TEXTE FOURNI =
La faille L1TF sur les processeurs Intel aura un impact détestable sur les performances

Pour certaines entreprises, la remédiation de la faille L1TF, qui affecte les puces Intel, se traduira par une forte réduction des performances. Les environnements virtualisés mutualisés, tels que ceux des hébergeurs et des opérateurs cloud, sont notamment en première ligne.

Les ennuis s’accumulent pour les possesseurs de serveurs à base de puces Intel. Après les failles Spectre et Meltdown en début d’année, voilà que les processeurs du fournisseur sont affectés par une nouvelle vulnérabilité, baptisée L1TF (L1 Terminal Fault).

Celle-ci permet la mise en œuvre d’attaques de type « side-channel » ouvrant un accès non autorisé à des données résidant dans le cache de niveau 1 des processeurs utilisant la technologie SMT d’Intel (que le fondeur désigne sous le nom commercial d’hyperthreading).

DONNÉES AFFICHÉES =
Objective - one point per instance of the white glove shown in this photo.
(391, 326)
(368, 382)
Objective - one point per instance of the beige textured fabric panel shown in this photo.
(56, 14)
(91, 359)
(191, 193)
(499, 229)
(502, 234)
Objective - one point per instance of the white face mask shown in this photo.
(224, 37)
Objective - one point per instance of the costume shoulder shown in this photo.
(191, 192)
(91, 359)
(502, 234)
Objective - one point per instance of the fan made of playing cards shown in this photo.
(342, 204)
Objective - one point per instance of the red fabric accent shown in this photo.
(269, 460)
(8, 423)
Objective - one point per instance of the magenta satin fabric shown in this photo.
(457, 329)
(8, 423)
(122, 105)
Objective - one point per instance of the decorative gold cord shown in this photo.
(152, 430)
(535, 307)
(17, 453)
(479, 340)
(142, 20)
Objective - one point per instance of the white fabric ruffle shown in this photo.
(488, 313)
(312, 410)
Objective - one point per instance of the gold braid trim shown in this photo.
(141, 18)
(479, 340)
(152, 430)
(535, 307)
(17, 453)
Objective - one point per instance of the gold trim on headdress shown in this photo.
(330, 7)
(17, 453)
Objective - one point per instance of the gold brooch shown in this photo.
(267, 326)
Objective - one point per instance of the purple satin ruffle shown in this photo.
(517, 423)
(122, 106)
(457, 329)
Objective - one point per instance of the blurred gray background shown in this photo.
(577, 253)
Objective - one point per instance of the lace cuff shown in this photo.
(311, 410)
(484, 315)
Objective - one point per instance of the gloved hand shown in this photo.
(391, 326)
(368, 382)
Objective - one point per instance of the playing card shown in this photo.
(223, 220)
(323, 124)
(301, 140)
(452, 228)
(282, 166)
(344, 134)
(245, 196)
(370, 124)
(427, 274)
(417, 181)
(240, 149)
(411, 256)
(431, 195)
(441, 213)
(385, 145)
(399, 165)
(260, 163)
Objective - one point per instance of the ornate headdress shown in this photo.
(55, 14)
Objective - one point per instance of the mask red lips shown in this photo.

EXERCICE COURT 1 = Dans l'article sur la faille L1TF, reprenez le passage allant de « Les ennuis s’accumulent » jusqu'à « (L1 Terminal Fault). » en substituant « machines » à « serveurs ».
EXERCICE COURT 2 = Traduisez en anglais cette phrase de l'article sur la faille L1TF : « Les ennuis s’accumulent pour les possesseurs de serveurs à base de puces Intel. »
EXERCICE COURT 3 = Poursuivez l'article sur la faille L1TF en écrivant ce qui vient après sa dernière phrase.

RÉPONSE PRODUITE 1 =
Les ennuis s’accumulent pour les possesseurs de machines à base de puces Intel. Après les failles Spectre et Meltdown en début d’année, voilà que les processeurs du fournisseur sont affectés par une nouvelle vulnérabilité, baptisée L1TF (L1 Terminal Fault).

RÉPONSE PRODUITE 2 = Troubles are piling up for owners of servers based on Intel chips.

RÉPONSE PRODUITE 3 =
Notons que la faille L1TF est limitée aux puces Intel supportant l’hyperthreading (Xeon, Core et Atom). Elle n’affecte pas les puces de son concurrent AMD pas plus que les puces ARM ou Power, une indication supplémentaire qu’Intel a sans doute été très laxiste dans son implémentation SMT (Simultaneous multithreading), privilégiant la performance à la sécurité...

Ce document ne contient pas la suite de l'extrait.